§ **Data lines**:
-.-.-
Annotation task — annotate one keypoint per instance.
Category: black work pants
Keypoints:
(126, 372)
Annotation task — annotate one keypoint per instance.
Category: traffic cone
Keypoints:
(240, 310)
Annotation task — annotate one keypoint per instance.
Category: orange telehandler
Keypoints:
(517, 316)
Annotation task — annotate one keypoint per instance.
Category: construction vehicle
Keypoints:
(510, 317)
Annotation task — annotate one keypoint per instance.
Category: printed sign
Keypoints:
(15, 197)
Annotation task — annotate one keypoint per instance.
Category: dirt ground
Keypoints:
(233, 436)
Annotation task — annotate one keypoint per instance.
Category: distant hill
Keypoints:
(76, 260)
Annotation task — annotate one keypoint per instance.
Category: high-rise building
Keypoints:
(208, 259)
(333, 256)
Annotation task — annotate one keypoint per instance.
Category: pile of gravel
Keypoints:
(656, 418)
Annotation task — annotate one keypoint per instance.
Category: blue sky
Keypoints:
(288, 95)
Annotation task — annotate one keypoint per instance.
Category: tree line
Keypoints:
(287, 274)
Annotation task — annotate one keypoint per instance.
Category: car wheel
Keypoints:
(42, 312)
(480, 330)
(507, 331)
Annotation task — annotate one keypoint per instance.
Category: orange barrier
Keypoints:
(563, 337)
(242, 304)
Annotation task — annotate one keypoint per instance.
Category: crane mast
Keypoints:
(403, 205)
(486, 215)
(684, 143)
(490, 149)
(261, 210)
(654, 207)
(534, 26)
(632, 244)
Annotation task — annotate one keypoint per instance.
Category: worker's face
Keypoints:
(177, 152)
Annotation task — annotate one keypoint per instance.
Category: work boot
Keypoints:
-.-.-
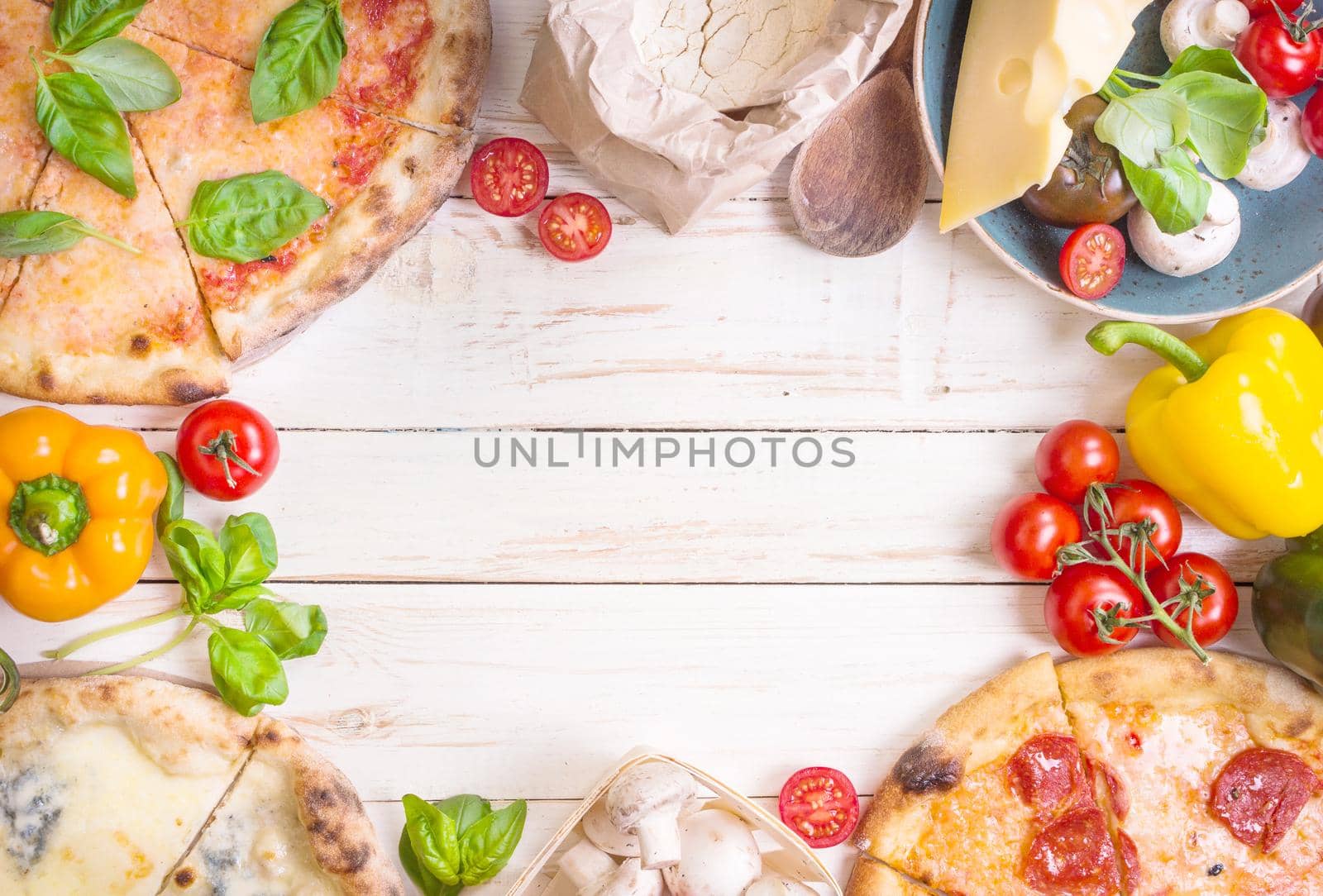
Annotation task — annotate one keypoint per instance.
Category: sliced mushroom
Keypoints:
-.-.-
§ **What the task requires**: Please pick out each line in the two blocks above that contains the word "orange", and copy those lines.

§ **Worked answer**:
Category: orange telehandler
Category: orange barrier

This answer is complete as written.